### Items

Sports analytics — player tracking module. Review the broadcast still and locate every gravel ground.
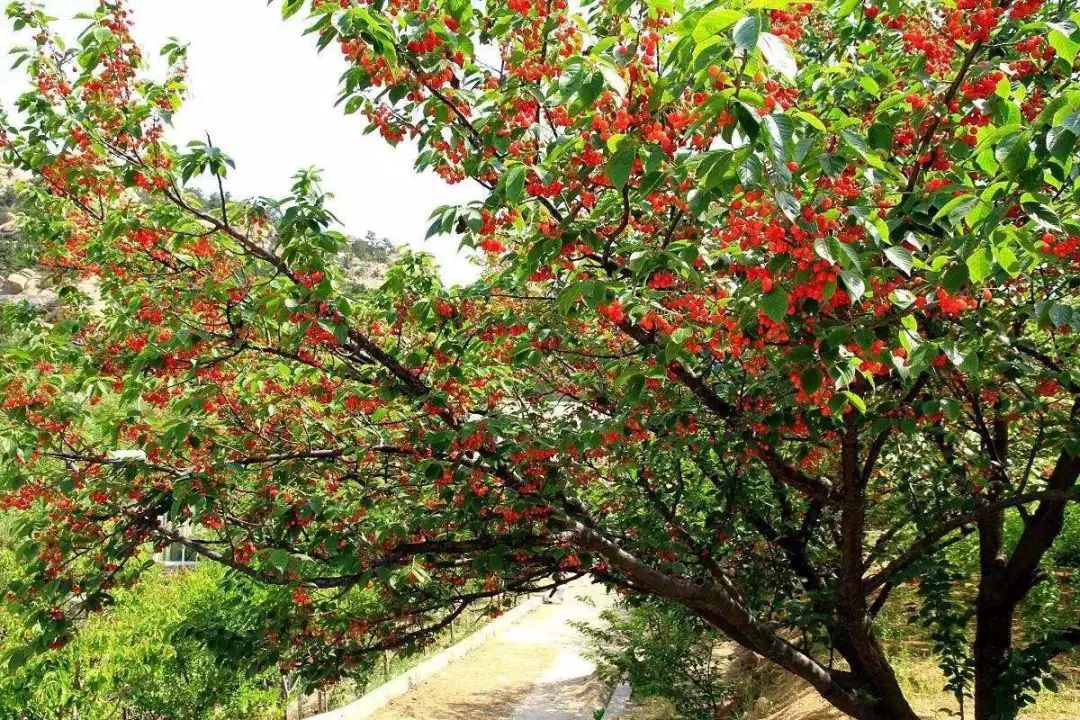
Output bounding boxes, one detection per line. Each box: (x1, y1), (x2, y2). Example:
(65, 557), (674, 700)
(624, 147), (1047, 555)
(370, 585), (608, 720)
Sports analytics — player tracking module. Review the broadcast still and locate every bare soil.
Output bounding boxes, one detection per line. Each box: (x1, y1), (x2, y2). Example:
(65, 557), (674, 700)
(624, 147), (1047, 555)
(372, 586), (607, 720)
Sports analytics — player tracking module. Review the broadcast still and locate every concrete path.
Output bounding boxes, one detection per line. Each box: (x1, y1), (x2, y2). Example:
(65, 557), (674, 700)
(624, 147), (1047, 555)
(362, 585), (610, 720)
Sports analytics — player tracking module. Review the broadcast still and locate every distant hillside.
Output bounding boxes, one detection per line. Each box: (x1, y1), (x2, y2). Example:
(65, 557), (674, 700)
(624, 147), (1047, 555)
(0, 172), (397, 309)
(338, 231), (397, 288)
(0, 168), (37, 277)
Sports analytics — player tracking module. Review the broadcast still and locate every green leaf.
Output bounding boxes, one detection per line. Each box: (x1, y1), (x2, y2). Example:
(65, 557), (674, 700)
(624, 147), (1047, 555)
(1047, 23), (1080, 65)
(693, 8), (744, 43)
(795, 110), (825, 133)
(760, 289), (787, 323)
(840, 270), (866, 302)
(607, 138), (637, 190)
(267, 548), (288, 571)
(731, 14), (761, 53)
(869, 123), (892, 152)
(799, 367), (823, 393)
(934, 195), (978, 222)
(995, 135), (1031, 177)
(757, 32), (799, 81)
(843, 390), (866, 413)
(885, 245), (915, 275)
(502, 165), (528, 205)
(281, 0), (303, 19)
(966, 246), (994, 283)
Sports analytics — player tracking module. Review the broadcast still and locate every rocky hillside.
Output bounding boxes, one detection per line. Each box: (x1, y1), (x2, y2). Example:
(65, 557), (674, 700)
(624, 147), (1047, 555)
(0, 174), (397, 311)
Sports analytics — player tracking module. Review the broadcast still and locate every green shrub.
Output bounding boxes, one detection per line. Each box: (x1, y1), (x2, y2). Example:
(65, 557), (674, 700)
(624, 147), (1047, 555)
(579, 600), (728, 720)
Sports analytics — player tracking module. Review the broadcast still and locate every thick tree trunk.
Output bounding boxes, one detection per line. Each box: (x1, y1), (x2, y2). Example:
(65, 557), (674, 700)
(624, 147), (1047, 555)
(973, 594), (1013, 720)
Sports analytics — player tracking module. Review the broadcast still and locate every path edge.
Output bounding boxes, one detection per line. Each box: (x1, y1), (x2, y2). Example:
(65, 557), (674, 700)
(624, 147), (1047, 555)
(603, 682), (633, 720)
(307, 596), (540, 720)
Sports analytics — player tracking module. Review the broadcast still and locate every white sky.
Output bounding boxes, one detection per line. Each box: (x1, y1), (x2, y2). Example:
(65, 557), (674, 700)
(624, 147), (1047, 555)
(0, 0), (481, 283)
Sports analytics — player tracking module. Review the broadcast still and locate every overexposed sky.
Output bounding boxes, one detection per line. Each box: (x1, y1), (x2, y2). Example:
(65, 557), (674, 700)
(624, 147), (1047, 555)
(0, 0), (481, 283)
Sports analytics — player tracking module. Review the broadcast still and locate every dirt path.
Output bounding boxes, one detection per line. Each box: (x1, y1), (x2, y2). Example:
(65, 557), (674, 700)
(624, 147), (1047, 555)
(370, 585), (609, 720)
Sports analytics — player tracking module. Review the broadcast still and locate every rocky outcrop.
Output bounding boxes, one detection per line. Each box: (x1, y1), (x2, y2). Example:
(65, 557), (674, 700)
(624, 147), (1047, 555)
(0, 264), (59, 312)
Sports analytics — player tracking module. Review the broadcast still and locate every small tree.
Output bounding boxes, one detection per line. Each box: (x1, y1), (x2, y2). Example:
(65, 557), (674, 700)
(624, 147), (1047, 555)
(0, 0), (1080, 720)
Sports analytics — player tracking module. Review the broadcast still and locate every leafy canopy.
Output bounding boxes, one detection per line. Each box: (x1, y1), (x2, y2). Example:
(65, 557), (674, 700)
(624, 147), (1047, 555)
(0, 0), (1080, 720)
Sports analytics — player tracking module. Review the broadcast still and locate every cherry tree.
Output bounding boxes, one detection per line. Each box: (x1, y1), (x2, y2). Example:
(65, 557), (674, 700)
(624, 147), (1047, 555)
(0, 0), (1080, 720)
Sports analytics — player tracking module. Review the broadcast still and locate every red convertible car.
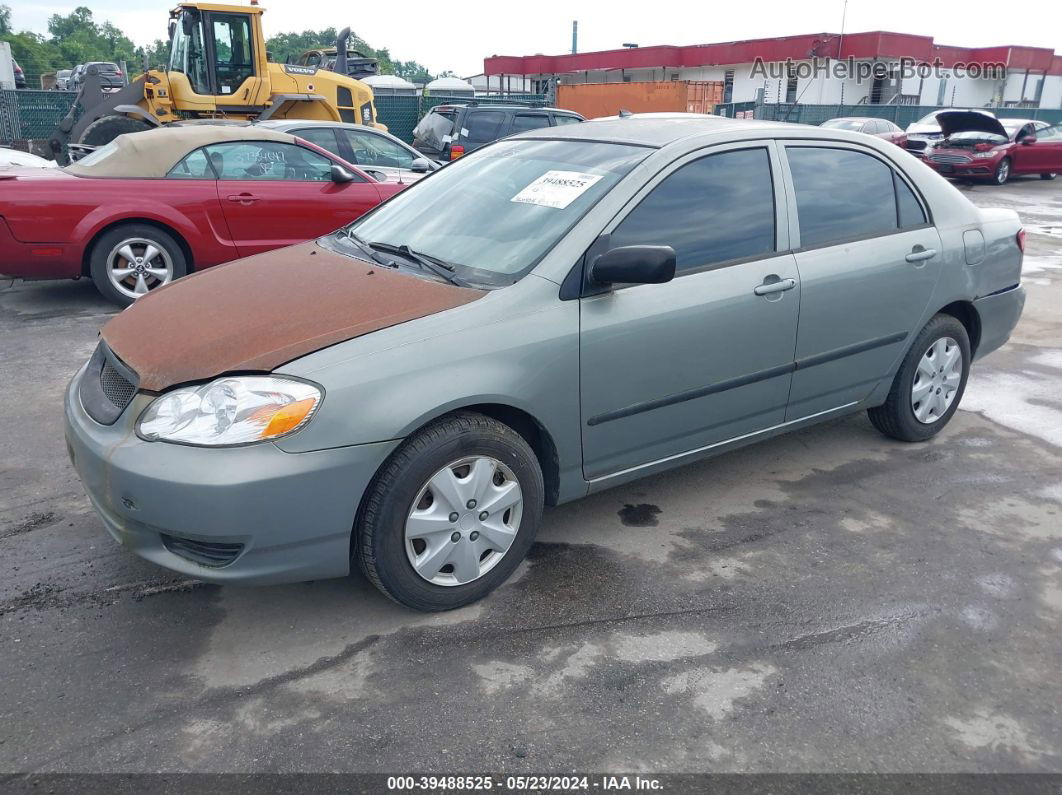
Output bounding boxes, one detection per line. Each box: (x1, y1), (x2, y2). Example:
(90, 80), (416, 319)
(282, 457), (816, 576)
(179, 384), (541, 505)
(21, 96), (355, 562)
(0, 125), (405, 305)
(925, 110), (1062, 185)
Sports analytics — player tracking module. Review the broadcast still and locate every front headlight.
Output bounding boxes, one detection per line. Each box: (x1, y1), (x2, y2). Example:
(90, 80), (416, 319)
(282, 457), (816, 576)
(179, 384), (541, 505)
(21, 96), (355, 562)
(137, 376), (322, 447)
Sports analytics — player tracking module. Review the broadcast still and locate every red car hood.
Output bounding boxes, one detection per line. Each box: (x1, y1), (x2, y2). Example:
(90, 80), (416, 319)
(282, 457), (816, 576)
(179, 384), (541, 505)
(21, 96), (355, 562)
(102, 242), (485, 392)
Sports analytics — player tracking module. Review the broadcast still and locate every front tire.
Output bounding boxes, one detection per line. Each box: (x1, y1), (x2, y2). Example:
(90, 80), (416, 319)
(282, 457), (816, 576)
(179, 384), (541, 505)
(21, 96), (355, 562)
(89, 224), (188, 307)
(992, 157), (1010, 185)
(354, 412), (545, 611)
(867, 314), (972, 442)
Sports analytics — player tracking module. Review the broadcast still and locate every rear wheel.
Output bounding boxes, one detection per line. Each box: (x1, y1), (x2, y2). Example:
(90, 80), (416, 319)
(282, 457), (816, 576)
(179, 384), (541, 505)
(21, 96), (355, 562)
(78, 115), (153, 146)
(992, 157), (1010, 185)
(867, 314), (972, 442)
(89, 224), (188, 306)
(354, 412), (545, 610)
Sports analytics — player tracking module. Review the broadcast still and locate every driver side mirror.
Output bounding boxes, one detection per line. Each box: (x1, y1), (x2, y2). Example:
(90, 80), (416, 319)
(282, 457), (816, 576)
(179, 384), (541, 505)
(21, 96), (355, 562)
(331, 162), (354, 185)
(589, 245), (675, 284)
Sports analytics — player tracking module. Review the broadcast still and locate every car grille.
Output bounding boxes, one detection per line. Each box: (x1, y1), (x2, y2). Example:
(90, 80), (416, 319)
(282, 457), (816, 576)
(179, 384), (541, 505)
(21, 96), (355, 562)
(929, 154), (970, 163)
(100, 360), (136, 409)
(78, 342), (139, 425)
(161, 533), (243, 569)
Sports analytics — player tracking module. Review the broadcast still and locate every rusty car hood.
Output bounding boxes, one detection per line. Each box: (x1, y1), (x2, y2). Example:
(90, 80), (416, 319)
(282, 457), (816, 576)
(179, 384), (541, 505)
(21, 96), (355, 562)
(101, 242), (485, 392)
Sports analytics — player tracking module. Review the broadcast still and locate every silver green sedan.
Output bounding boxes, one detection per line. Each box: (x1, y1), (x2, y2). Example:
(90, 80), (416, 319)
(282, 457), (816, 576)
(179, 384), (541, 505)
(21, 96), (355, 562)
(66, 115), (1025, 610)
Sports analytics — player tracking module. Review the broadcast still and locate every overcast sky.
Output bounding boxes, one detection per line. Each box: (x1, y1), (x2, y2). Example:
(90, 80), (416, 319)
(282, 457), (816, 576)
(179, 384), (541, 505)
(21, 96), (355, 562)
(8, 0), (1062, 76)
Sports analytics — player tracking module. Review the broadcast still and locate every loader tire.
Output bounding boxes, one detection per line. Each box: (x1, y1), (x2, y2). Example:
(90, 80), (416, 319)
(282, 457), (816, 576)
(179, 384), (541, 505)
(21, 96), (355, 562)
(78, 115), (152, 146)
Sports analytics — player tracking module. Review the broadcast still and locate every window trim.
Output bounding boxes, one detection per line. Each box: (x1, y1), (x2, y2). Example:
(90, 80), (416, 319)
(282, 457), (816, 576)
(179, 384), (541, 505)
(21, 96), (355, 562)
(777, 138), (936, 254)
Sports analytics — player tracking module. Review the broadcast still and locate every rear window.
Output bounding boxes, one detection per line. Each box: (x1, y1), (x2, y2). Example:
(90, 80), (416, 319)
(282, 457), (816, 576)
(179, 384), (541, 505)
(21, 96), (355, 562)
(786, 146), (897, 248)
(461, 110), (507, 143)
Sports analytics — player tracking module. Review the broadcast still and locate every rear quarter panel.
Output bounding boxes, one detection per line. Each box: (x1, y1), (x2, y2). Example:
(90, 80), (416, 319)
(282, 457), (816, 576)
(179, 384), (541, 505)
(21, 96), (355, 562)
(0, 172), (237, 278)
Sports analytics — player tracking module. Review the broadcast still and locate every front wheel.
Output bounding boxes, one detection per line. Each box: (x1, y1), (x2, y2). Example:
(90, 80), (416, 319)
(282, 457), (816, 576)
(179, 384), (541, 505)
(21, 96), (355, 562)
(89, 224), (188, 307)
(354, 412), (545, 610)
(868, 314), (972, 442)
(992, 157), (1010, 185)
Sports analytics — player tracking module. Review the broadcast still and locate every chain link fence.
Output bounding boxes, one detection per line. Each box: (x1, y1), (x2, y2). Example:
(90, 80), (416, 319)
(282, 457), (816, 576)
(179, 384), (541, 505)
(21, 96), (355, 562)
(0, 89), (76, 143)
(715, 102), (1062, 127)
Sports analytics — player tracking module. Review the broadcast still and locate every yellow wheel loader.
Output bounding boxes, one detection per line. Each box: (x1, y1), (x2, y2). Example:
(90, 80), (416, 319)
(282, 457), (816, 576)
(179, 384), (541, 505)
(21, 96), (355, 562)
(49, 0), (382, 165)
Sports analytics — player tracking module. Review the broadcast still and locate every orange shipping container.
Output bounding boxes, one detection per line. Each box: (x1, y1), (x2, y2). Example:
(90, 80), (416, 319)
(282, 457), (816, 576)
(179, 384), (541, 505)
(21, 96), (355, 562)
(556, 80), (723, 119)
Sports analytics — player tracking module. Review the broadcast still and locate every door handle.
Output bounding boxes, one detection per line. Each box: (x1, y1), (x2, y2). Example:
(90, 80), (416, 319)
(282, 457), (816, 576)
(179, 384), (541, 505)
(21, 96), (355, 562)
(904, 248), (937, 262)
(752, 279), (797, 295)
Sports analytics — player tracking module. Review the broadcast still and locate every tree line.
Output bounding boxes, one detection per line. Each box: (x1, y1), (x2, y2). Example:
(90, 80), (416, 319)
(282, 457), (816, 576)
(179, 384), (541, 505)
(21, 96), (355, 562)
(0, 5), (443, 88)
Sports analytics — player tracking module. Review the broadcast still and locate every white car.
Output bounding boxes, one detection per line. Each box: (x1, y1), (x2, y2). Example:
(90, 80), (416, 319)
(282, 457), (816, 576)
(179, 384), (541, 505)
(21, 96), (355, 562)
(904, 107), (995, 157)
(0, 146), (58, 169)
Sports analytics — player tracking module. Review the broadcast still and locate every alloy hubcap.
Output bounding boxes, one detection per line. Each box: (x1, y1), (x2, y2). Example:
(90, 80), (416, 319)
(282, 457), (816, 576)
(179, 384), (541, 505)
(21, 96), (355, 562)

######

### Problem
Please quote the rows above word for word, starting at the line that contains "every green leaf." and ending after the line that contains "(579, 600), (728, 720)".

### Exercise response
Sports analytics — player tracking module. Review the broadcast still and locate every green leaf.
Output bounding boxes, one detection per line. Each box: (x1, y1), (x2, y2). Example:
(65, 557), (674, 700)
(624, 147), (1047, 555)
(1047, 23), (1080, 65)
(693, 8), (744, 43)
(795, 110), (825, 133)
(760, 289), (787, 323)
(840, 270), (866, 302)
(607, 138), (637, 190)
(267, 548), (288, 571)
(731, 14), (761, 53)
(869, 123), (892, 152)
(799, 367), (823, 393)
(934, 195), (978, 222)
(995, 135), (1031, 177)
(757, 32), (799, 81)
(843, 390), (866, 413)
(885, 245), (915, 275)
(502, 165), (528, 205)
(281, 0), (303, 19)
(966, 246), (994, 283)
Sports analytics — player tracking module. Review the broadcast still and locate every rocky hillside.
Output bounding boxes, one detection per line. Each box: (x1, y1), (x2, y2). Example:
(65, 557), (674, 700)
(624, 147), (1047, 555)
(0, 174), (397, 311)
Sports analytics — player tracking module. Review the broadcast still and locate every green shrub.
Output bounding boxes, one detection per line. Each box: (x1, y1), (x2, y2). Example:
(65, 557), (674, 700)
(624, 147), (1047, 555)
(579, 600), (728, 720)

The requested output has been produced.